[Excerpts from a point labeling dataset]
--

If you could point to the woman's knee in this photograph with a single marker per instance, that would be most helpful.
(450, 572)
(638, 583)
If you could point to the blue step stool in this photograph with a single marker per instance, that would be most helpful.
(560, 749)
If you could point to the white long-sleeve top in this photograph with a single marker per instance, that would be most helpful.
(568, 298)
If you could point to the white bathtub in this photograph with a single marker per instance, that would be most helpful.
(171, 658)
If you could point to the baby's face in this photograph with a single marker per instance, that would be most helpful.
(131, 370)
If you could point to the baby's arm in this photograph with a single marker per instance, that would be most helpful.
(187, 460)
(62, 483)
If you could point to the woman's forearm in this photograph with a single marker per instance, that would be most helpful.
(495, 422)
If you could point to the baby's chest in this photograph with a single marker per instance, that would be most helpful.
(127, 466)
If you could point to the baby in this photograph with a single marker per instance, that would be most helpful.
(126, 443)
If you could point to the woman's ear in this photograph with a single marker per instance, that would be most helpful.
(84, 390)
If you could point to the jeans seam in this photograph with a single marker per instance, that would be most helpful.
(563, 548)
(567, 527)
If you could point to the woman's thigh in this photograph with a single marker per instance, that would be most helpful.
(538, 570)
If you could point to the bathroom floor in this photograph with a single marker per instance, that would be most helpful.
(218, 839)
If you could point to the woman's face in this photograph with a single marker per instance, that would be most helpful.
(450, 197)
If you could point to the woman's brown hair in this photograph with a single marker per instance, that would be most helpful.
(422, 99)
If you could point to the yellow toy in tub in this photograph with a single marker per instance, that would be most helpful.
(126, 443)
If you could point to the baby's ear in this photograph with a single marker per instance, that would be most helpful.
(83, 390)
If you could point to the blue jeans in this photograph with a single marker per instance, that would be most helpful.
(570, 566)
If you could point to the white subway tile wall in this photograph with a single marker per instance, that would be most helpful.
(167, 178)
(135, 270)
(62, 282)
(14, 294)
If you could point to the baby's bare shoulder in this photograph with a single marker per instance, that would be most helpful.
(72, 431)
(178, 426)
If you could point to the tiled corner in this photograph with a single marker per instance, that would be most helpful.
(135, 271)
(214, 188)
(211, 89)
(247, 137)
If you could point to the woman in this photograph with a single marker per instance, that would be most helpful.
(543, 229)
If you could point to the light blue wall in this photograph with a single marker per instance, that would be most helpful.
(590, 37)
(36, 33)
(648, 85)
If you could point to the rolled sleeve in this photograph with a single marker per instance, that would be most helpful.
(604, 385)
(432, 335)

--

EXERCISE DETAILS:
Edit the lines from the one containing "If you could point to the rolled" through the end of the material, replacing "rolled sleeve" with "cuffed sleeve" and leaving everything else unchanged.

TASK RESPONSE:
If you could point to the cuffed sleeve in this photograph with a single marker per instance, that would be most helpful.
(604, 385)
(432, 335)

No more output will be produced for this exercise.